● Task instructions: Leave out any picture and return the remaining listing below exactly as given.

>> Start

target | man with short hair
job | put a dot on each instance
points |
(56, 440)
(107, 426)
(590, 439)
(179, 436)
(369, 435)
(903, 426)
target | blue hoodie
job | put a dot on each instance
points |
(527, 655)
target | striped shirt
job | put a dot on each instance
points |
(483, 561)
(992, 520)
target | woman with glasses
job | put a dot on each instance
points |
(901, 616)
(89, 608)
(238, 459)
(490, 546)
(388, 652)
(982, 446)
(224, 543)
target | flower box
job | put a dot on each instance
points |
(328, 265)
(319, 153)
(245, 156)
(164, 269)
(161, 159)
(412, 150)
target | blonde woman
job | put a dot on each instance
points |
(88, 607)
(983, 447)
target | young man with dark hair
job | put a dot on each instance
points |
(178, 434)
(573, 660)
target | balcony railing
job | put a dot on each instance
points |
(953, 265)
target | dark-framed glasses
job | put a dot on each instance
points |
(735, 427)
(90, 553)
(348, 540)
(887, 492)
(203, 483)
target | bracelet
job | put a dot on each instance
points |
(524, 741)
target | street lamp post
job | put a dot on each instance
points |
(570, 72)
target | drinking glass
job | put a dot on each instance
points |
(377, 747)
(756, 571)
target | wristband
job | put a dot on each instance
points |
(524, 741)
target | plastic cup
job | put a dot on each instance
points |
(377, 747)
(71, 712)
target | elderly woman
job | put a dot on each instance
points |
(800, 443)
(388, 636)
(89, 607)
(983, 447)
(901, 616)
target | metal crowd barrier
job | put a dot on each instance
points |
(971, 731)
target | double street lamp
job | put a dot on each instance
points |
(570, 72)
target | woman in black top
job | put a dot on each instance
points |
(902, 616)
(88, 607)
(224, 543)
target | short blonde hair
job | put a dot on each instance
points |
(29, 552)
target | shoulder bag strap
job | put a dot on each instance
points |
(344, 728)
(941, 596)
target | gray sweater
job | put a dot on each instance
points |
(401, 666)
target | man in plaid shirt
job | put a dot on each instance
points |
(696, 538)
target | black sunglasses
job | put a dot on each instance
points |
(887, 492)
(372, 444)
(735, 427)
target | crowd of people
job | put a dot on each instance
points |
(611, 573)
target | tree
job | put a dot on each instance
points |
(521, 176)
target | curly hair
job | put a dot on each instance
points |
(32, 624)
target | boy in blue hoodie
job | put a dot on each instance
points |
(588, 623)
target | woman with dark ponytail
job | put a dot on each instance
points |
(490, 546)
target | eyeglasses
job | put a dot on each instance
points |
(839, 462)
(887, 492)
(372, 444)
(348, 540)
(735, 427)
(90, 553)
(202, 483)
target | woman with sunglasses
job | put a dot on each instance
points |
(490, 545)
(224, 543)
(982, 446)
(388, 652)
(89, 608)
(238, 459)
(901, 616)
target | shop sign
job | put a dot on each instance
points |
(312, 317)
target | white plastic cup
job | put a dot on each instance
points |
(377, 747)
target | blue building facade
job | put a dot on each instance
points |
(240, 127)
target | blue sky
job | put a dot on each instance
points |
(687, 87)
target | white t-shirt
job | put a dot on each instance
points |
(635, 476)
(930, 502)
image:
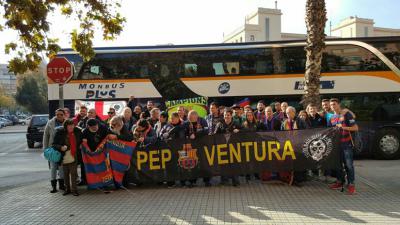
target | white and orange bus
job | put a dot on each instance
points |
(362, 72)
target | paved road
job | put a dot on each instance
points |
(377, 201)
(18, 164)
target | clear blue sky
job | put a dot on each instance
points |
(386, 13)
(153, 22)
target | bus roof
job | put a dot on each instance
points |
(171, 47)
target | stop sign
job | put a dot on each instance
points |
(60, 70)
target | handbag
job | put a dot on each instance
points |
(52, 155)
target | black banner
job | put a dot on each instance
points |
(236, 154)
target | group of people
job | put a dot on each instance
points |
(146, 126)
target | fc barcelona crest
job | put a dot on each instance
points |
(188, 157)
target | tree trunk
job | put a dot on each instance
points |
(315, 22)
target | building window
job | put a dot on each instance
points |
(226, 68)
(267, 29)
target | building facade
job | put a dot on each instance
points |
(261, 25)
(8, 81)
(265, 25)
(361, 27)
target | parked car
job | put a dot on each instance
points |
(11, 118)
(6, 121)
(23, 120)
(36, 129)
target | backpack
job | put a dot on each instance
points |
(52, 155)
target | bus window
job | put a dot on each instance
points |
(191, 70)
(226, 68)
(294, 59)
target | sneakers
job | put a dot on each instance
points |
(351, 189)
(336, 186)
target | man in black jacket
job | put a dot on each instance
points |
(94, 134)
(228, 126)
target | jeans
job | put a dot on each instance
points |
(70, 175)
(347, 159)
(53, 171)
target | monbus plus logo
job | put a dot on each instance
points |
(224, 88)
(317, 147)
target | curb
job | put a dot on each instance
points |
(13, 132)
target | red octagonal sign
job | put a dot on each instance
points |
(60, 70)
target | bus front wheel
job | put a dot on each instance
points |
(387, 144)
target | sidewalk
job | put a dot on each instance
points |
(254, 203)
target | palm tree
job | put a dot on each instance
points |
(315, 22)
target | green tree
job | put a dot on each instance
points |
(315, 22)
(6, 101)
(32, 93)
(30, 19)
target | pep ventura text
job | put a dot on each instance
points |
(221, 154)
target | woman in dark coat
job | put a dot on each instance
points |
(67, 140)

>> End

● Finished task:
target | man with short hair
job | put a dot on each instance
points |
(56, 440)
(107, 426)
(590, 439)
(179, 436)
(369, 435)
(903, 426)
target | blue hoodie
job | put a dot on each instance
points |
(527, 655)
target | striped shirt
job | put a dot on each instance
points |
(483, 561)
(992, 520)
target | woman with glasses
job | put a dot on each instance
points |
(901, 616)
(89, 608)
(238, 459)
(490, 546)
(388, 652)
(982, 446)
(224, 543)
target | flower box
job | put a dot on each instance
points |
(328, 265)
(319, 153)
(245, 156)
(164, 269)
(161, 159)
(412, 150)
target | blonde woman
job | put a dot on each instance
points |
(88, 607)
(983, 447)
target | young man with dark hair
job | put a dot on each instance
points |
(178, 434)
(573, 660)
target | balcony railing
job | put a dot on each instance
points |
(953, 265)
target | dark-framed glasses
job | put a dot on each instance
points |
(735, 427)
(90, 553)
(348, 540)
(887, 492)
(203, 483)
target | bracelet
job | put a dot on each instance
points |
(524, 741)
target | street lamp post
job | put a dot on each instance
points |
(570, 72)
target | drinking glass
job | put a dot on each instance
points |
(377, 747)
(756, 571)
target | wristband
job | put a dot on each instance
points |
(524, 741)
target | plastic cup
job | put a dot on each instance
points |
(377, 747)
(71, 712)
target | elderly woman
job | put a dot on each instance
points |
(800, 443)
(388, 636)
(89, 607)
(983, 447)
(901, 616)
target | metal crowd barrier
job | put a dot on each instance
points |
(971, 731)
target | double street lamp
job | put a dot on each instance
points |
(570, 72)
target | woman in black top
job | put a dot on each instance
points |
(902, 616)
(88, 607)
(224, 543)
target | short blonde hair
job | put a dot on each instance
points |
(29, 552)
target | shoulder bag strap
job | put a dot on each instance
points |
(344, 728)
(941, 596)
target | gray sweater
job | put a dot on each instance
points |
(401, 666)
target | man in plaid shirt
job | put a dot on each instance
points |
(696, 538)
target | black sunglasses
job | put a dot on each instance
points |
(887, 492)
(372, 444)
(735, 427)
target | crowd of people
job | put a dot on each instance
points |
(611, 573)
target | tree
job | put a dot on each instance
points |
(521, 176)
target | curly hair
job | put a dot on each instance
points |
(32, 624)
target | boy in blue hoodie
job | put a dot on each instance
points |
(588, 623)
target | woman with dark ponytail
job | put a dot on each instance
points |
(490, 546)
target | eyeglasses
job | put a dot on each instance
points |
(839, 462)
(887, 492)
(372, 444)
(348, 540)
(735, 427)
(90, 553)
(202, 483)
target | woman with sunglasses
job | put a dot on each instance
points |
(490, 545)
(224, 543)
(982, 446)
(388, 652)
(89, 608)
(238, 459)
(901, 616)
target | shop sign
job | put a dot on each instance
points |
(312, 317)
target | white plastic cup
job | put a dot on each instance
points |
(377, 747)
target | blue building facade
job | put a dot on each instance
points |
(240, 127)
target | blue sky
job | put a dot on each instance
points |
(687, 87)
target | white t-shirt
job | put a dot on each instance
points |
(635, 476)
(930, 502)
image:
target | white and orange bus
job | put a dot on each instance
points |
(362, 72)
target | paved road
job | put a dot on each instance
points |
(377, 201)
(18, 164)
target | clear blue sky
job | put a dot on each instance
points |
(386, 13)
(153, 22)
target | bus roof
job | put a dot on each instance
points |
(171, 47)
target | stop sign
job | put a dot on each instance
points |
(60, 70)
target | handbag
job | put a dot on each instance
points |
(52, 155)
target | black banner
job | put a dot on each instance
points |
(236, 154)
target | group of people
job | put a dot on each instance
points |
(146, 126)
target | fc barcelona crest
job | put a dot on each instance
points |
(188, 157)
target | tree trunk
job | put a dot on each instance
points |
(315, 22)
target | building window
job | put a dot on each instance
points |
(226, 68)
(267, 29)
target | building facade
job | put a dot on each instance
points |
(261, 25)
(8, 81)
(265, 25)
(361, 27)
target | parked car
job | put a dot on each instance
points |
(11, 118)
(6, 121)
(23, 120)
(36, 129)
target | backpack
job | put a dot on each instance
points |
(52, 155)
target | bus window
job | put a dot on each instance
points |
(191, 70)
(226, 68)
(294, 59)
target | sneakers
job | put a dot on each instance
points |
(351, 189)
(336, 186)
target | man in black jacket
job | put a dot on each instance
points |
(94, 134)
(228, 126)
target | jeans
job | put a dot on each instance
points |
(70, 175)
(347, 159)
(53, 171)
target | monbus plus logo
job | put a dot on each instance
points |
(224, 88)
(317, 147)
target | curb
job | put a dot on each instance
points |
(13, 132)
target | red octagonal sign
job | put a dot on each instance
points |
(60, 70)
target | bus front wheel
job | put a dot on each instance
points |
(387, 144)
target | sidewalk
job | put a dot on each instance
points |
(254, 203)
target | palm tree
job | put a dot on each instance
points |
(315, 22)
target | green tree
job | put a dot on each instance
points |
(315, 22)
(6, 101)
(32, 93)
(30, 19)
target | pep ventura text
job | put a dot on each instance
points |
(221, 154)
target | woman in dark coat
job | put a dot on each instance
points |
(67, 140)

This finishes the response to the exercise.